Stored entries:
^^^^

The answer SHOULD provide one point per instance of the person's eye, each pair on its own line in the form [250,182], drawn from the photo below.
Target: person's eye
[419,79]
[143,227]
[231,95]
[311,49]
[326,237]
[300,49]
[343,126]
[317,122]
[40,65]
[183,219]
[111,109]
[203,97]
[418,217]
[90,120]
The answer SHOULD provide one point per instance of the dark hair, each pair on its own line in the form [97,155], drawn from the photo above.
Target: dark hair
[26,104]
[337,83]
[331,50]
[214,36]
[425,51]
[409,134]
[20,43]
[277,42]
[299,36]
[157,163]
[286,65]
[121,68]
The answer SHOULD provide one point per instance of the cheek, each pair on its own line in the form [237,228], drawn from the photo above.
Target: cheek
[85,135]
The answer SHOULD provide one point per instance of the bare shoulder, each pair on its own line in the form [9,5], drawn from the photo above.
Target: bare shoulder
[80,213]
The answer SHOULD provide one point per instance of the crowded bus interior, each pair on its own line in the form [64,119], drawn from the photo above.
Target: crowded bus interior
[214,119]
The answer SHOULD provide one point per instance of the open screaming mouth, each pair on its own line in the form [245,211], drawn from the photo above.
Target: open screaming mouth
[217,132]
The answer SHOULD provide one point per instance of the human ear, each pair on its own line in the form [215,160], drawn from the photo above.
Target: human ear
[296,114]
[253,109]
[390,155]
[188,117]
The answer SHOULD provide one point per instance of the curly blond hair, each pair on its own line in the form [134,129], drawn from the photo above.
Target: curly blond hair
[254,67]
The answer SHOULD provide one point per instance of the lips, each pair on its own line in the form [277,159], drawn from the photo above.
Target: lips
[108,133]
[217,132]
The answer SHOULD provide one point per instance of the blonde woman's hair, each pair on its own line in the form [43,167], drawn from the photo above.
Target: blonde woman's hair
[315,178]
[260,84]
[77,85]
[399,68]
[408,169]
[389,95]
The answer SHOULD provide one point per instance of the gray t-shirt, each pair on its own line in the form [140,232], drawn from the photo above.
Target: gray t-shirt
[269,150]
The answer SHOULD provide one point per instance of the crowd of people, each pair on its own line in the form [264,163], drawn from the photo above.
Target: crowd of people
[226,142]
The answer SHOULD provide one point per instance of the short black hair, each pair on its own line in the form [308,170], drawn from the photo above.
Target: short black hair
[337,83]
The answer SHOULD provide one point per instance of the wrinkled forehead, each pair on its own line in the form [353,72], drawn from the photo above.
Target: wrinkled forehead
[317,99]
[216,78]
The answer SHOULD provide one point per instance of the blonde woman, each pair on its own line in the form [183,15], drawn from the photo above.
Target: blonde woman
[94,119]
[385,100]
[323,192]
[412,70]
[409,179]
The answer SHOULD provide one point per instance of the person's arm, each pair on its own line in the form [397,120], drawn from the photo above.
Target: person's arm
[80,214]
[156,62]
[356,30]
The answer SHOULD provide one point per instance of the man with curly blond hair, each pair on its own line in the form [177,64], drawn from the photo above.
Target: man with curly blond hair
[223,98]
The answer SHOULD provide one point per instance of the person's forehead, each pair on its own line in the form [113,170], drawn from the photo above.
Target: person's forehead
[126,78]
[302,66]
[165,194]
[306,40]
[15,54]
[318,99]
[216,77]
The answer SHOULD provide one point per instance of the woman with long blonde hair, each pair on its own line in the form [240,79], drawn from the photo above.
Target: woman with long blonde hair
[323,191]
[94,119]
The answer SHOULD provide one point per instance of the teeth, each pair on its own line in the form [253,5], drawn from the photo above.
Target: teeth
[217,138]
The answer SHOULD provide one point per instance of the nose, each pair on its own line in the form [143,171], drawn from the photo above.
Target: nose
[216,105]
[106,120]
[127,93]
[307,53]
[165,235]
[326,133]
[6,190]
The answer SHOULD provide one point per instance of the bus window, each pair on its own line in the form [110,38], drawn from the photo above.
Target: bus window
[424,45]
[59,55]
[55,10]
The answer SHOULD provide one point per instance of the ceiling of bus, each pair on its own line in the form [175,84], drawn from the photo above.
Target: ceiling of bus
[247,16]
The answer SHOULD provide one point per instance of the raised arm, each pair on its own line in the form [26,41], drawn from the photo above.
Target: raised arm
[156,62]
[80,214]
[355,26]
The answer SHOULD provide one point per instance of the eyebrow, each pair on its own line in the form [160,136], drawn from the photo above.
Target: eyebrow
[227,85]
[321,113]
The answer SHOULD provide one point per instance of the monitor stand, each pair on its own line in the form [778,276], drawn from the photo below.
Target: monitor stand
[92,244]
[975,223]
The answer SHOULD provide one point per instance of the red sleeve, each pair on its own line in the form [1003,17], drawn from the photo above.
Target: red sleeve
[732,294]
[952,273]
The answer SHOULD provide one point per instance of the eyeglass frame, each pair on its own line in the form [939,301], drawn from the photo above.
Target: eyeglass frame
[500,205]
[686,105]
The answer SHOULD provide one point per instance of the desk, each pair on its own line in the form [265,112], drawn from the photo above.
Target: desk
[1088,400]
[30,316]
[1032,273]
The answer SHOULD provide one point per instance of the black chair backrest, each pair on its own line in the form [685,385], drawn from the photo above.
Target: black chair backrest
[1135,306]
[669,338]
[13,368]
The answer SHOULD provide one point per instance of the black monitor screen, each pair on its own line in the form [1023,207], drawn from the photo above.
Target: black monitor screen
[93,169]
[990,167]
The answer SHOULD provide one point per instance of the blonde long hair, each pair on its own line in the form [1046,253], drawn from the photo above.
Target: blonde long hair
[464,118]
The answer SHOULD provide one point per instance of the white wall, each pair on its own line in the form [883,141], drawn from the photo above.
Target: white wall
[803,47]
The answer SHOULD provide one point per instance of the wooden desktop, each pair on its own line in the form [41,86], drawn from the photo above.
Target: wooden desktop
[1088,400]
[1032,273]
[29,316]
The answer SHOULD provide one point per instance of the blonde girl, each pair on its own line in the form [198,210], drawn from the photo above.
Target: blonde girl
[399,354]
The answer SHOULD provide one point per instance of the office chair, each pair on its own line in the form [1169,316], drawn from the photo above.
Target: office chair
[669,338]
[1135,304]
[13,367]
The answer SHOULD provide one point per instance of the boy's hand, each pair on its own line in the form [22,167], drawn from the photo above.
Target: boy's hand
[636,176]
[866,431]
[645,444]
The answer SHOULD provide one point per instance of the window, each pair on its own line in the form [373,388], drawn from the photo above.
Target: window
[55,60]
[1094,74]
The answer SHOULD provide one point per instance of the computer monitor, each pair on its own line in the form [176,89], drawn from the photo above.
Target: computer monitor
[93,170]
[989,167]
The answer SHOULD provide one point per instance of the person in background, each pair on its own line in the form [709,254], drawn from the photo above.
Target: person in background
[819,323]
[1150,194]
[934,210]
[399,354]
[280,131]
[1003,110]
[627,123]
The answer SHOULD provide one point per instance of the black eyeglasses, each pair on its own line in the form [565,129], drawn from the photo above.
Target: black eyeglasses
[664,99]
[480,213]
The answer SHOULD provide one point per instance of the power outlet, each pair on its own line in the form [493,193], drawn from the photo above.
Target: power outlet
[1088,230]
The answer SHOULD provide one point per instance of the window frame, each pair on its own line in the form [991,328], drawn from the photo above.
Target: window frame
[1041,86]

^^^^

REQUIREMENTS:
Exact output of every entry is required.

FINAL ANSWER:
The answer SHOULD provide one point per instance of the person's eye, each pair on its own line in the form [250,182], drawn from the photo below.
Target: person's eye
[419,79]
[143,227]
[231,95]
[311,49]
[326,237]
[300,49]
[343,126]
[317,122]
[40,65]
[183,219]
[111,109]
[203,97]
[418,217]
[90,120]
The answer SHOULD provide one point per instance of the dark hair, each pair on its own line in the form [97,155], drawn from the photo above.
Target: dark hair
[26,104]
[337,83]
[331,50]
[214,36]
[425,51]
[409,134]
[20,43]
[277,42]
[299,36]
[157,163]
[286,65]
[121,68]
The answer SHOULD provide one point per instance of the cheek, each pair on its own line in the form [237,228], drawn from the photo above.
Target: cheek
[85,135]
The answer SHOULD provide one point per instance of the bare shoulder, each pair on its own line in the form [9,5], drawn from the photo above.
Target: bare shoulder
[80,213]
The answer SHOULD provide one point per instance of the crowded bus interior, each pair on its own line in the form [64,119], drawn from the photo above.
Target: crowded bus interior
[214,119]
The answer SHOULD provide one point per instance of the open screaming mouth, each pair on its own line in the form [245,211], drawn from the photo above.
Target: open screaming mouth
[217,132]
The answer SHOULD provide one point per instance of the human ear, each pair on its own line in the form [215,160], drawn from the photo above.
Target: human ear
[296,114]
[253,109]
[390,155]
[188,117]
The answer SHOULD provide one point per instance of the curly blond hair, each pair on its own line in the form [134,129], drawn from the photo above.
Target: curly blond hair
[254,67]
The answer SHOULD provide one point per instance of the lips, each pair on its own line in the form [277,159], drawn from the photo above.
Target: lips
[108,133]
[217,132]
The answer SHOULD provide one point per instance of the blonde woman's hair, each pair on its own line in the form [43,167], drawn from the photo above.
Target: blonde woman's hair
[315,178]
[260,84]
[77,85]
[399,68]
[408,169]
[389,95]
The answer SHOULD provide one point per instance of the gray t-shirt, each pair on its own line in the form [140,232], drawn from the photo above.
Target: gray t-shirt
[269,150]
The answer SHOULD provide one point per instance of the crowd of people, each pair on its own line in the form [264,163], drawn from the photo above.
Target: crowd of people
[226,142]
The answer SHOULD provide one point per instance of the short black hair, each pair on its own line in the form [308,170], drawn from the photo above.
Target: short black hair
[337,83]
The answer SHOULD provide one point per instance of the wrinkled forehead, each pair on its own line in the form [353,72], drawn from the photo above.
Target: wrinkled forehead
[317,99]
[216,78]
The answer SHOULD provide one point per instance of the blonde woman, each pair on its own line in the form [183,15], drawn from the photo above.
Target: blonde woman
[94,119]
[385,100]
[323,192]
[412,70]
[409,179]
The answer SHOULD provide one point per instance of the person's arm, each pair on its own line in the form [397,120], drawn from the photo above.
Target: person's arm
[80,214]
[156,62]
[356,30]
The answer SHOULD provide one point per instance of the man with curly blond hair, each pair on its own line in the form [177,64], drawn from the photo above.
Target: man with curly blond hair
[223,98]
The answer SHOULD provide one point per instance of the person's forehead, each pair on its own line in the form [113,170], drawn from the photo above.
Target: person's forehead
[126,78]
[302,66]
[165,194]
[306,40]
[15,54]
[318,99]
[216,77]
The answer SHOULD provide one point per instance of the woman with long blonde hair, each pair on its own line in the form [240,79], drawn from the photo above.
Target: woman with long blonde hair
[323,191]
[94,119]
The answer SHOULD provide one point per instance of the teeth, each pair on its own line in the form [253,5], drawn from the photo above.
Target: teeth
[217,138]
The answer SHOULD provide one point per instance of the nose, each pair on its own line in the form [143,171], drawn from the photo above.
Target: nose
[216,105]
[106,120]
[127,93]
[307,53]
[165,235]
[326,133]
[6,190]
The answer SHOULD provide one point per instance of the bus window, each pair on its own line in the form [110,38], drawn from the photo above.
Target: bus window
[424,45]
[59,55]
[55,10]
The answer SHOULD provide one point per instance of the ceiling of bus, each pair on its own line in the form [175,84], drawn from the photo above.
Target: ceiling of bus
[247,16]
The answer SHOULD provide one point per instance of the raised arm, each pair on its own line in the form [26,41], drawn from the photo above.
Target: raised arm
[156,62]
[80,214]
[355,26]
The answer SHOULD provide one point per instance of the eyebrow, each pair on its own line in the form [160,136], drawn from the photo above.
Target: eyebrow
[227,85]
[321,113]
The answer SHOULD provide one point per instance of the monitor stand, each pair on its own line in the form [778,276], drawn from the photo below.
Target: monitor stand
[92,244]
[975,223]
The answer SHOULD provide one point per instance of the red sleeve, each pair on its own line in the form [1003,17], drawn from the photo above.
Target: red sleeve
[732,294]
[952,273]
The answer SHOULD provide one point per instance of the eyeglass frame, each pair on its own line in the form [939,301], drawn from the photo above.
Target: eyeglass frame
[500,205]
[686,105]
The answer SHOULD provide one point per instance of the desk, each pair on its own line in the form [265,112], drawn from the photo above.
Target: desk
[1088,400]
[30,316]
[1032,273]
The answer SHOULD provide one point per instance of the black chair backrest, each pair on its own line in the form [685,385], drawn from the photo above.
Target: black chair backrest
[1135,306]
[669,338]
[13,368]
The answer SHOULD provide one point per instance of the black monitor screen, each pair on its own line in the form [1023,207], drawn from the photo above.
Target: black monitor screen
[93,169]
[990,167]
The answer SHOULD provide one point per instance of the blonde long hair, each pair on its own line in the form [1046,253], drawn from the photo above.
Target: blonde long hair
[464,118]
The answer SHOULD provide one point per instance of the white wall, each pair on its own line in the form [883,141], drawn from the photo above.
Target: white wall
[803,47]
The answer SHOULD provide one point per instance of the wooden desktop, each pair on its own line in the form [41,86], drawn from the photo above.
Target: wooden desktop
[1088,400]
[1032,273]
[29,316]
The answer SHOULD provide one point per instance of the blonde girl, each pair on its own line in the form [198,210], drawn from the photo above.
Target: blonde girl
[399,354]
The answer SHOULD provide one point per instance of the office chair, each pair on its own line in the form [1169,316], drawn from the photo above.
Target: office chair
[669,338]
[1135,304]
[13,367]
The answer SHOULD provide one point per instance of the boy's hand, each pair on its own line in the form [22,167], drawn from the photo above.
Target: boy's hand
[636,176]
[866,431]
[645,444]
The answer SHOULD provide one point per instance of the window, each pair on its own line in the form [373,388], drawn from the photo above.
Target: window
[55,60]
[1094,74]
The answer SHOULD provide one point per instance of the computer monitor, each pair on its own line in the form [176,89], drawn from the photo above.
Target: computer monitor
[93,170]
[989,167]
The answer SHOULD provide one point per instance of the person in background, each pair on its own line in the form [709,254], drawn from the photo above.
Target: person in background
[819,323]
[1150,194]
[934,210]
[399,354]
[280,131]
[1003,110]
[627,123]
The answer SHOULD provide one point per instance of the black eyeglasses, each pair on its own line in the form [565,129], drawn from the photo above.
Target: black eyeglasses
[664,99]
[480,213]
The answer SHOULD provide one point per instance of the power outlet, each pair on its own line in the form [493,193], drawn from the photo above.
Target: power outlet
[1088,230]
The answer SHOULD provide one point per instance of the window frame, each pair on its own line in the form [991,328], drawn from the photo above.
Target: window frame
[1041,86]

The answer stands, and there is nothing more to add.